Rows of box annotation data
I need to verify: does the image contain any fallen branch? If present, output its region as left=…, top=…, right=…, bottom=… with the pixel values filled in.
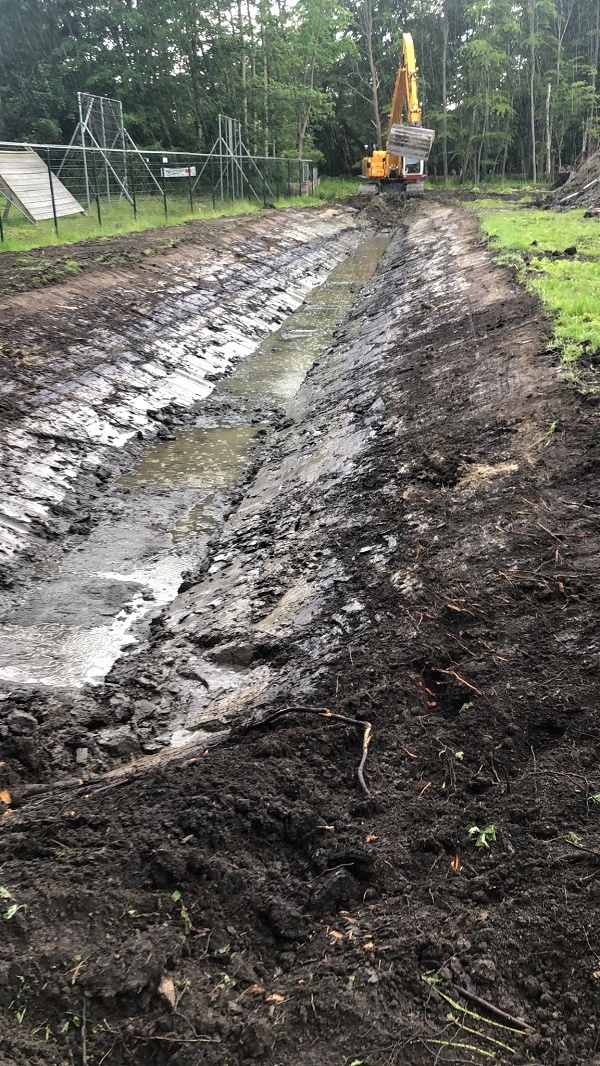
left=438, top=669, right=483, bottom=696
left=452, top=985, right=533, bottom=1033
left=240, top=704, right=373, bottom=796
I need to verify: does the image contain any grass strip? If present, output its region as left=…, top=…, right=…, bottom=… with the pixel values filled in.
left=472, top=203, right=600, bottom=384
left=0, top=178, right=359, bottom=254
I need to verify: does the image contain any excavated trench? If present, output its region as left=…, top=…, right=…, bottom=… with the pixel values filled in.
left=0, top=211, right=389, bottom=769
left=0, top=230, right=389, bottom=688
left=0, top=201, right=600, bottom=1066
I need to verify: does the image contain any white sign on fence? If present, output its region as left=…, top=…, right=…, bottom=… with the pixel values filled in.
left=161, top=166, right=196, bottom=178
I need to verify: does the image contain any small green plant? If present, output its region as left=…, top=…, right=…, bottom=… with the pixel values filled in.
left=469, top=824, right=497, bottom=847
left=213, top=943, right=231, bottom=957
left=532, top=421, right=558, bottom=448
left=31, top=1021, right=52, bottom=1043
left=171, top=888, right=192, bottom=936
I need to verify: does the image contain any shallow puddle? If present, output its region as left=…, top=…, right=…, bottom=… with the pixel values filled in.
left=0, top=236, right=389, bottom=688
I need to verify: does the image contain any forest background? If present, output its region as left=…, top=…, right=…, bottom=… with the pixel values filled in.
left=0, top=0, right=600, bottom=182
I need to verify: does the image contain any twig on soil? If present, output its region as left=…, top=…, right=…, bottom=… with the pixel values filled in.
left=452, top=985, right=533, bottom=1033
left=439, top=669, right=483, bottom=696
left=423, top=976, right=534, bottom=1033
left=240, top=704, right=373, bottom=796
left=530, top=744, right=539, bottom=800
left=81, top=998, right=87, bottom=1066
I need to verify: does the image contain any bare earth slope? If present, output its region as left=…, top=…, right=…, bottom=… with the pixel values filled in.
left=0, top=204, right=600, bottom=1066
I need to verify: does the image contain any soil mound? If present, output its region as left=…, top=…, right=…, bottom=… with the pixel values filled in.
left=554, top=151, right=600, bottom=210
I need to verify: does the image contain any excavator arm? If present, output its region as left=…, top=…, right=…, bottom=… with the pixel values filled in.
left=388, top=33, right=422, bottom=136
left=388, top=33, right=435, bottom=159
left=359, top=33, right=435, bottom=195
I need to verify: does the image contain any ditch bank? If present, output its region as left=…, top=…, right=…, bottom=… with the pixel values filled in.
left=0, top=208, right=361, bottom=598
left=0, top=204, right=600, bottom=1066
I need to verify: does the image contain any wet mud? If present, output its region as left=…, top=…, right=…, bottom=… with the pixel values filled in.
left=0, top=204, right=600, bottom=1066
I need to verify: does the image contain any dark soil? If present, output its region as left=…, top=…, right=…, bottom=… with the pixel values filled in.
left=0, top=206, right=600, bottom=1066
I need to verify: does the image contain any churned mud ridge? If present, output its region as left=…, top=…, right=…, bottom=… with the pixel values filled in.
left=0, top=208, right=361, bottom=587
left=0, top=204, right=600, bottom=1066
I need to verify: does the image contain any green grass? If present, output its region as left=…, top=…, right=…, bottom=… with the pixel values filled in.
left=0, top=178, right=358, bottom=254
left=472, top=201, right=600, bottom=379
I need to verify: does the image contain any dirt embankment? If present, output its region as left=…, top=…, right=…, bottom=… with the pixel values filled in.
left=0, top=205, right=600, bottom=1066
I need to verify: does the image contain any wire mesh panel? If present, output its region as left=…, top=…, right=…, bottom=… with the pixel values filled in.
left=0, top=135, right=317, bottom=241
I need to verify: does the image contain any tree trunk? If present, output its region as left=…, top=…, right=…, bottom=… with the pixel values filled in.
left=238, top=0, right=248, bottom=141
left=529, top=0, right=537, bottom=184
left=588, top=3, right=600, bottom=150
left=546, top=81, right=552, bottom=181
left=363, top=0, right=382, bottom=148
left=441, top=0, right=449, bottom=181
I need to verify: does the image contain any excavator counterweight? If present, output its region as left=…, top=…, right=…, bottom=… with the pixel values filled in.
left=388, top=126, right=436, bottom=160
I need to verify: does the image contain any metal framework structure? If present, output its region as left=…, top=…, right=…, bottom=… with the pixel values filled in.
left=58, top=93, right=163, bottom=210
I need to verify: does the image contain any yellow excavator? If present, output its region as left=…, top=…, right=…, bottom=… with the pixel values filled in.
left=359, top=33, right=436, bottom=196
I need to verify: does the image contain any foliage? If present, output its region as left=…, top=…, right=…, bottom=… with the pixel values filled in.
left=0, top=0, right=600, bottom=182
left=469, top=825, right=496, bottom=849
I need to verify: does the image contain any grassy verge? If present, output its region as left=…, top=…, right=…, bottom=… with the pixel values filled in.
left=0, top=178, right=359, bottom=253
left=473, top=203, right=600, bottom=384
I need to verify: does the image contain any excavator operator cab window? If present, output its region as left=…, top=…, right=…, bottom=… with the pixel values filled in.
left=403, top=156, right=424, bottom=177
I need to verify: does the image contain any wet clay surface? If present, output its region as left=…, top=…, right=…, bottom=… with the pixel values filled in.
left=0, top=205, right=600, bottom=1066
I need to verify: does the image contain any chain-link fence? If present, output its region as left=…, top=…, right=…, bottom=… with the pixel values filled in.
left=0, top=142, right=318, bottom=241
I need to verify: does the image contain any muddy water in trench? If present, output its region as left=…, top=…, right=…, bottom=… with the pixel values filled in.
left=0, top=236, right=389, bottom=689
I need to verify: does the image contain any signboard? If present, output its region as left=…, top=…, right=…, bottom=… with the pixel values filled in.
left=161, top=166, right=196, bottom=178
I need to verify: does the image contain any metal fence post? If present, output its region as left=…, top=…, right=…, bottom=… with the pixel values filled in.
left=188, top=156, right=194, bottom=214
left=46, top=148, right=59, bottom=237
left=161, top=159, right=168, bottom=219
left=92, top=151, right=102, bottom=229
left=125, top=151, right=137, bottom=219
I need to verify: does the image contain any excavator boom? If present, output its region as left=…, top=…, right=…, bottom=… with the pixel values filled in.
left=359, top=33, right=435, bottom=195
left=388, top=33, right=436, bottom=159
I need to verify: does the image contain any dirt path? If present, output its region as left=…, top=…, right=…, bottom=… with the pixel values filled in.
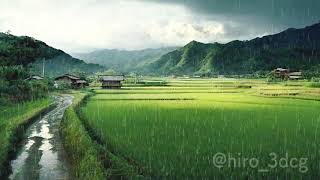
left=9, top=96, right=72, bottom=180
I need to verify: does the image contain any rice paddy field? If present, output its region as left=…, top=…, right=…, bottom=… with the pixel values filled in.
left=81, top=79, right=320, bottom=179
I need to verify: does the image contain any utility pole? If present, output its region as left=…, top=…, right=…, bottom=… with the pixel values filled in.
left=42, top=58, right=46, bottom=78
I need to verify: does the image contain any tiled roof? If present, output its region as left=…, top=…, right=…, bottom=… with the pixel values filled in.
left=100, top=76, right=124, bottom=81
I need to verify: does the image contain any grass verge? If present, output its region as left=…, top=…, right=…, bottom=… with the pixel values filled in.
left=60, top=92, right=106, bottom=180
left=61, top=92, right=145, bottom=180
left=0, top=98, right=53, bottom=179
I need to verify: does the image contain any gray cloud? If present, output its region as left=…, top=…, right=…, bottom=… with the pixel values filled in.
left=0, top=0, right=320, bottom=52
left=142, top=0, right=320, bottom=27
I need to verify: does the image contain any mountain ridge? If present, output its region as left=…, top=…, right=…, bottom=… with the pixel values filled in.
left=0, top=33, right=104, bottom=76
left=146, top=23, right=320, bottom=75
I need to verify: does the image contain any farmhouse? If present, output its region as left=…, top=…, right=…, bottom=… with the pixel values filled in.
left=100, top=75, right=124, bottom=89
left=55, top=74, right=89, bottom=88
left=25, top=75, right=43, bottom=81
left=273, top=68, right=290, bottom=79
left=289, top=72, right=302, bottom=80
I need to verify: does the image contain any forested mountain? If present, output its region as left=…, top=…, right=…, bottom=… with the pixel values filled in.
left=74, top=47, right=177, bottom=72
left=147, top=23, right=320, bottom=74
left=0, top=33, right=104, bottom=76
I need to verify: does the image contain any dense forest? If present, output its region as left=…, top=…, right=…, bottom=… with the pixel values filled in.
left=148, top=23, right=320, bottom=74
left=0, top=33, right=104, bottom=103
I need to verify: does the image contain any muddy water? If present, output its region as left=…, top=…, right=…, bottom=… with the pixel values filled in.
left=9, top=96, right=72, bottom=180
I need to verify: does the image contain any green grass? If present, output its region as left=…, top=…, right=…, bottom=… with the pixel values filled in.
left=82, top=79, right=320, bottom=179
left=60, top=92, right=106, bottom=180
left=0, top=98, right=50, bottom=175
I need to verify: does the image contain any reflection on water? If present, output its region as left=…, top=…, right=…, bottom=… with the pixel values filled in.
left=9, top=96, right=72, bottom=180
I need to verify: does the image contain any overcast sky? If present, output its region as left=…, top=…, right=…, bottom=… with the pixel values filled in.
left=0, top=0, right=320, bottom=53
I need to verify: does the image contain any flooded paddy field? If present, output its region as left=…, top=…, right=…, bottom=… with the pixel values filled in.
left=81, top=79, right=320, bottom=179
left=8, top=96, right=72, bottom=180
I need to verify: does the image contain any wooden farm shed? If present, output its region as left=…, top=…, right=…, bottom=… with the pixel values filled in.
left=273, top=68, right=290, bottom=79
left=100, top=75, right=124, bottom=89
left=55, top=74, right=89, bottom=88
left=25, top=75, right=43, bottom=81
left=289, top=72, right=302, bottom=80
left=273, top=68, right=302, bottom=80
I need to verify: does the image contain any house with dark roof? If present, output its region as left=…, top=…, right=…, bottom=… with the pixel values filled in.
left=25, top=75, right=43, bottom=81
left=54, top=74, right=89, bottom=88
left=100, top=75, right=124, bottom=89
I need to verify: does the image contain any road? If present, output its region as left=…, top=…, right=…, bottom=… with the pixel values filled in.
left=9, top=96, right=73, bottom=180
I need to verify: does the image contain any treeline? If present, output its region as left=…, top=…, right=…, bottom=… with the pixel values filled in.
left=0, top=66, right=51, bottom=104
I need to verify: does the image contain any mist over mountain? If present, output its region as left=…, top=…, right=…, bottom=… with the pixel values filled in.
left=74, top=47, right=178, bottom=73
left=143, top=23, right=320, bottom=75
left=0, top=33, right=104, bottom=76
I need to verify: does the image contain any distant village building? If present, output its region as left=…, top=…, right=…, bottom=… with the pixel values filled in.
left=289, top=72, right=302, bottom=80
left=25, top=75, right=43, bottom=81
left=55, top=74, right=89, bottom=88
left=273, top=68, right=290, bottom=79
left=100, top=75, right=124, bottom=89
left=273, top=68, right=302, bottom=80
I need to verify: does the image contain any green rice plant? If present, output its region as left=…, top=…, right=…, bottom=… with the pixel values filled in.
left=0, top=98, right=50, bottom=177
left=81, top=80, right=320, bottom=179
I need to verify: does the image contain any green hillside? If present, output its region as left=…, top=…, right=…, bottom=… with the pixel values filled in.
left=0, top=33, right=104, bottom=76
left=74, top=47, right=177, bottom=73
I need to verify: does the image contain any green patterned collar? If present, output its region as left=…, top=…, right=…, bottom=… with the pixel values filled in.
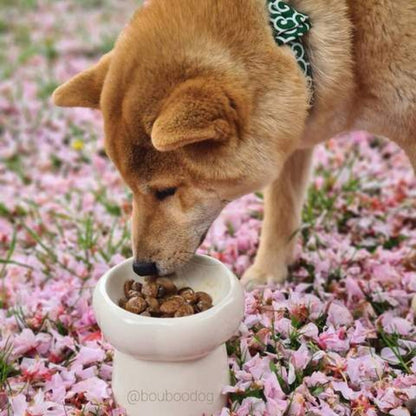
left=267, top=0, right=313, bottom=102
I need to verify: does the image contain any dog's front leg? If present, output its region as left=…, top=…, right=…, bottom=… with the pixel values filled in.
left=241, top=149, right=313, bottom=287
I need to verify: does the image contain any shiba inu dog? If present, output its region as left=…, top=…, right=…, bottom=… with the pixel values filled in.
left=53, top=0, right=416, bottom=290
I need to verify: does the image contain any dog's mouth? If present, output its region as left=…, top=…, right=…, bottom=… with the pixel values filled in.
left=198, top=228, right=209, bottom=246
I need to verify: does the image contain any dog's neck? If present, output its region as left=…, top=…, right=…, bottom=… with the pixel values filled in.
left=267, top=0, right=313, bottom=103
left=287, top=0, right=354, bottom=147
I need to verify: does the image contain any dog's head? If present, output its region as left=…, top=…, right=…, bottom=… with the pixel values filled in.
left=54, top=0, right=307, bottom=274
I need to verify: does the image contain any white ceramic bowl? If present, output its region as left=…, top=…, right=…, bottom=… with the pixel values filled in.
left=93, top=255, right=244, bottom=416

## DO THIS
Repeat word for word the lines from the line with "I need to verify: does the image contain any tree trunk?" to the line with "left=388, top=126, right=436, bottom=160", including both of those lines.

## ANSWER TO THE PROBLEM
I need to verify: does the image contain any tree trunk? If present, output its region as left=…, top=…, right=…, bottom=… with the pixel values filled in.
left=238, top=0, right=248, bottom=141
left=529, top=0, right=537, bottom=184
left=588, top=3, right=600, bottom=150
left=546, top=81, right=552, bottom=181
left=363, top=0, right=382, bottom=148
left=441, top=0, right=449, bottom=181
I need to verify: does the image contain any excavator counterweight? If present, output its region as left=…, top=…, right=…, bottom=… with the pixel values filled in.
left=388, top=126, right=436, bottom=160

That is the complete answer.